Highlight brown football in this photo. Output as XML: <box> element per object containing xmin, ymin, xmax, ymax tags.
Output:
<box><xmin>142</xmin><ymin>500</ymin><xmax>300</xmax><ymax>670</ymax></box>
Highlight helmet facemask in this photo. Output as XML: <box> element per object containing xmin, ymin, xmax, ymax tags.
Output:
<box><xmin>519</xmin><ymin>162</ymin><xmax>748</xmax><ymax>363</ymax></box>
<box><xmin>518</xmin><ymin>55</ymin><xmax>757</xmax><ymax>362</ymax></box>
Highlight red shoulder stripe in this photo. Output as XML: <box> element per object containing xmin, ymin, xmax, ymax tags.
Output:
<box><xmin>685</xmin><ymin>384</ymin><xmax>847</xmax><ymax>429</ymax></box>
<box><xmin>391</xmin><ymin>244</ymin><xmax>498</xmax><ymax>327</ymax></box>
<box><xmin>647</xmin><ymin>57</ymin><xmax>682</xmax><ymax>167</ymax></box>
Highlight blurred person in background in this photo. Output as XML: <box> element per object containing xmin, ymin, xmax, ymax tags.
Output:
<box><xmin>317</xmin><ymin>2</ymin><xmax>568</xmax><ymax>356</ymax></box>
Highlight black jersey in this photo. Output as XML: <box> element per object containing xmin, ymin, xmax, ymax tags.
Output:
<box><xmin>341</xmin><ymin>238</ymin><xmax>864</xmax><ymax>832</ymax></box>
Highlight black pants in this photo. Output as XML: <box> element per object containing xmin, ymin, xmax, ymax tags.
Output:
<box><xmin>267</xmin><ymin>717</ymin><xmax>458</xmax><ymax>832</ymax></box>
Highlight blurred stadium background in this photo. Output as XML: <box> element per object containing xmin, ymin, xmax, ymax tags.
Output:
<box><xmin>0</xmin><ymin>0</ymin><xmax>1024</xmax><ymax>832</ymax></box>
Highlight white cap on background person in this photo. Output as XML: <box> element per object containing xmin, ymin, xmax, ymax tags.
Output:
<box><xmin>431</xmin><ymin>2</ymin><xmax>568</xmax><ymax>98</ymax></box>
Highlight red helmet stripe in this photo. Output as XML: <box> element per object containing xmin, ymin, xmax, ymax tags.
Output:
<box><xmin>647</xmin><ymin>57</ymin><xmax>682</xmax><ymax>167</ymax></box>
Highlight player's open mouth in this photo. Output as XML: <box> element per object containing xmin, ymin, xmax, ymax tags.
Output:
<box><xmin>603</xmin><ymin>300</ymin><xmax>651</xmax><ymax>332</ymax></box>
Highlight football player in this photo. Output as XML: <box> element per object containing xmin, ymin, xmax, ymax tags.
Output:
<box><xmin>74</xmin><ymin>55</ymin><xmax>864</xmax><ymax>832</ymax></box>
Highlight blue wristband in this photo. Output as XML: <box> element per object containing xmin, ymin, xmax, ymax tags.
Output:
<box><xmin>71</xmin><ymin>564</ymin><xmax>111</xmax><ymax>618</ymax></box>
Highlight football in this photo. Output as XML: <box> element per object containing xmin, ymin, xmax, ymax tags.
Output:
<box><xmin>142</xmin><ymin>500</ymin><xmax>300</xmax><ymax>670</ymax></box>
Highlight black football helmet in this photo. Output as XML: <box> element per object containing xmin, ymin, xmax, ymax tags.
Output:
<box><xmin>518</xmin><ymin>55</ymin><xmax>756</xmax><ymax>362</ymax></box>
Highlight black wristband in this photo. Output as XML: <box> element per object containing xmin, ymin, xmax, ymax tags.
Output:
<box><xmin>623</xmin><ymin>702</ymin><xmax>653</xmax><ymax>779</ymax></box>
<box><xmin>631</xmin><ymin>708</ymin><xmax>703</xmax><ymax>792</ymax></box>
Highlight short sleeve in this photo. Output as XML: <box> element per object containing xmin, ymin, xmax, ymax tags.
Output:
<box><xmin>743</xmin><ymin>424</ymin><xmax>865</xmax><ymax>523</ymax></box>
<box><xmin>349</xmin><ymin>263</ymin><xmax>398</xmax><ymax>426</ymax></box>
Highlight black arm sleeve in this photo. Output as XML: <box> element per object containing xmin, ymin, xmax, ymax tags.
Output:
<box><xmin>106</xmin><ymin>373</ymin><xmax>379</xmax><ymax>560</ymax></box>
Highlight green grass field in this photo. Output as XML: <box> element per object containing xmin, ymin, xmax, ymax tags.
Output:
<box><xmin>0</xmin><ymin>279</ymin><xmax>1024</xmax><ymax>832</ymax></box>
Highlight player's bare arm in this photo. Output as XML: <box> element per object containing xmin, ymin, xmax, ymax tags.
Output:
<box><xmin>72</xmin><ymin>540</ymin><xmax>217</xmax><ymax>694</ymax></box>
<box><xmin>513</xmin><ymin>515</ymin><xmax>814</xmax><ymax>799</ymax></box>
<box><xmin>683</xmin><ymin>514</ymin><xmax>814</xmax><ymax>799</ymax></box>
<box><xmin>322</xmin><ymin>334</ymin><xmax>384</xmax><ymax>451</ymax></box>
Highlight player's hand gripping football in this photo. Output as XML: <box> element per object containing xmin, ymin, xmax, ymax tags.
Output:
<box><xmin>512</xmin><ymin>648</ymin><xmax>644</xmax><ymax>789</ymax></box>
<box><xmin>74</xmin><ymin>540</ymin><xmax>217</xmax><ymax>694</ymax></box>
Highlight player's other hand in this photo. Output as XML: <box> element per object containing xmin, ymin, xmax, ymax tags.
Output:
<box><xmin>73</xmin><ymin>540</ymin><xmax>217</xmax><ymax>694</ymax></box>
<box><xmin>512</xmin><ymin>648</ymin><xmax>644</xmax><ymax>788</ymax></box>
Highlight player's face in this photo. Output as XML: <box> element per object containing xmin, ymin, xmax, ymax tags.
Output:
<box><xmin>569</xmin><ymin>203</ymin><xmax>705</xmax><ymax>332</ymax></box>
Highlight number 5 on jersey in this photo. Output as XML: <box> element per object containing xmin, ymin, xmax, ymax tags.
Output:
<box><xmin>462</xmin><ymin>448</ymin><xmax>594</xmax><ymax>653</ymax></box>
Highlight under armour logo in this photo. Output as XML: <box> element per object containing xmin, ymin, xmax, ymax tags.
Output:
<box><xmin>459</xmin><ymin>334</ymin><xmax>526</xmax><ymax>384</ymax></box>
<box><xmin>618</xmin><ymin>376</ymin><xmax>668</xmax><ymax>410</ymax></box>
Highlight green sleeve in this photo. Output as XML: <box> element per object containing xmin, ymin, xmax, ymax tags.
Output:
------------
* _目標_
上のデータで「blurred」という語を含む行を、一行も漏らさずそのまま示せ。

* _出力結果_
Highlight blurred person in background in this photo. Output as XML: <box> element per object containing xmin, ymin, xmax, ymax tags.
Highlight blurred stadium background in this photo. Output as XML: <box> element per object containing xmin, ymin, xmax, ymax tags.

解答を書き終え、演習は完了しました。